WORK REQUEST:
Please reproduce, exactly and in full, the lines running from the one that contains "of the parked" to the end of the entries.

+++

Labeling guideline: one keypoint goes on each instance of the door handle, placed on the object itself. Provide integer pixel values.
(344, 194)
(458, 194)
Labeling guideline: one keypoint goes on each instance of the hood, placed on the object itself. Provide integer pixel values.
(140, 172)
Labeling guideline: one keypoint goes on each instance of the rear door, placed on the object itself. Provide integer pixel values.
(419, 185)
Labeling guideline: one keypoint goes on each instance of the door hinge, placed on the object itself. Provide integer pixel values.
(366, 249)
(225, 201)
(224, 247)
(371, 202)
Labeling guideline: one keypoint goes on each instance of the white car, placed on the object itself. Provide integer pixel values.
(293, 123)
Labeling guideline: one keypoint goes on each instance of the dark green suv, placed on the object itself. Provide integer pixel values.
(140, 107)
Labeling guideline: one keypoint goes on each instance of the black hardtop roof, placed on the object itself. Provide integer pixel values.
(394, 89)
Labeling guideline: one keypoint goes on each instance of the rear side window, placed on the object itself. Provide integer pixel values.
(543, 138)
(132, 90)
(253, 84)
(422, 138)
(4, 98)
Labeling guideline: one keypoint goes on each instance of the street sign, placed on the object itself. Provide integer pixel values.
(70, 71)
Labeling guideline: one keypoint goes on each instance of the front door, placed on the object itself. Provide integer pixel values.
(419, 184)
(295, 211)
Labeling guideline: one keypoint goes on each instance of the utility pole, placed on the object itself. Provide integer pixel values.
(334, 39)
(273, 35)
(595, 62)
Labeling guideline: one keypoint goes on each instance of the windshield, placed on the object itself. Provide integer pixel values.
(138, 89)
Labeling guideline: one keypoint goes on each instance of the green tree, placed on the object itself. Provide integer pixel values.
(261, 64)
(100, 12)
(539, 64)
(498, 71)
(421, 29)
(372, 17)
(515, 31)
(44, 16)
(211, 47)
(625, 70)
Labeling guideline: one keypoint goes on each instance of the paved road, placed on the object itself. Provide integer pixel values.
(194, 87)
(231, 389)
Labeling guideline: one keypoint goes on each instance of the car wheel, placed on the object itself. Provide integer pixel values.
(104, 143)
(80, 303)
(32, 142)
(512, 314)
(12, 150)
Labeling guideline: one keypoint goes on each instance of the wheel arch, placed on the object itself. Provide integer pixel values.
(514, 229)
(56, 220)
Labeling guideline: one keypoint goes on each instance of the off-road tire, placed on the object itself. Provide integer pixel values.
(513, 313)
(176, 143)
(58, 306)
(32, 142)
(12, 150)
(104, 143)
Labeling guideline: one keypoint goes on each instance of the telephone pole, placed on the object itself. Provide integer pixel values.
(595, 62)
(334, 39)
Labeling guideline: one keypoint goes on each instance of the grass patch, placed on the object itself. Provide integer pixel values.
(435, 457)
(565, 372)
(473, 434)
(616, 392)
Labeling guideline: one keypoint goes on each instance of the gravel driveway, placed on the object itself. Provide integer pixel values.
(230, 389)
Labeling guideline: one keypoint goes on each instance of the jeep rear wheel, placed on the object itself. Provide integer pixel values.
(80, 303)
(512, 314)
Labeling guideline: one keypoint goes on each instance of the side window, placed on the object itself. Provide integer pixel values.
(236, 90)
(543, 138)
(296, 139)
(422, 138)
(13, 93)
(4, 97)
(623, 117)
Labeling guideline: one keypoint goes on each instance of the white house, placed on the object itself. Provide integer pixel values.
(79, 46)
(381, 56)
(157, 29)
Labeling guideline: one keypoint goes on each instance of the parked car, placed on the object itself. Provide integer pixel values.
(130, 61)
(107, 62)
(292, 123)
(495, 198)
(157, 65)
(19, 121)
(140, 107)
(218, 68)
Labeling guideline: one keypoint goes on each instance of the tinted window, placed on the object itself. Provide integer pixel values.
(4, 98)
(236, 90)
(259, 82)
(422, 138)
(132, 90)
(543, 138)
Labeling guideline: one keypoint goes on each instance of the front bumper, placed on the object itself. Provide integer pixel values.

+++

YOUR RESPONSE:
Labeling guideline: one keypoint goes on each instance of the parked car, placed on the object itself. Provide integer pixel values.
(130, 61)
(107, 62)
(292, 123)
(495, 198)
(157, 65)
(19, 121)
(140, 107)
(218, 68)
Labeling guideline: one keypoint goes on each instance of the tinted window, placed on the object itself. Provide integer pixel values.
(4, 98)
(236, 90)
(259, 82)
(422, 138)
(132, 90)
(543, 138)
Labeling guideline: one keypoint goes on each instance of the front bumper, placed on the object itself. Provide integer pixel values.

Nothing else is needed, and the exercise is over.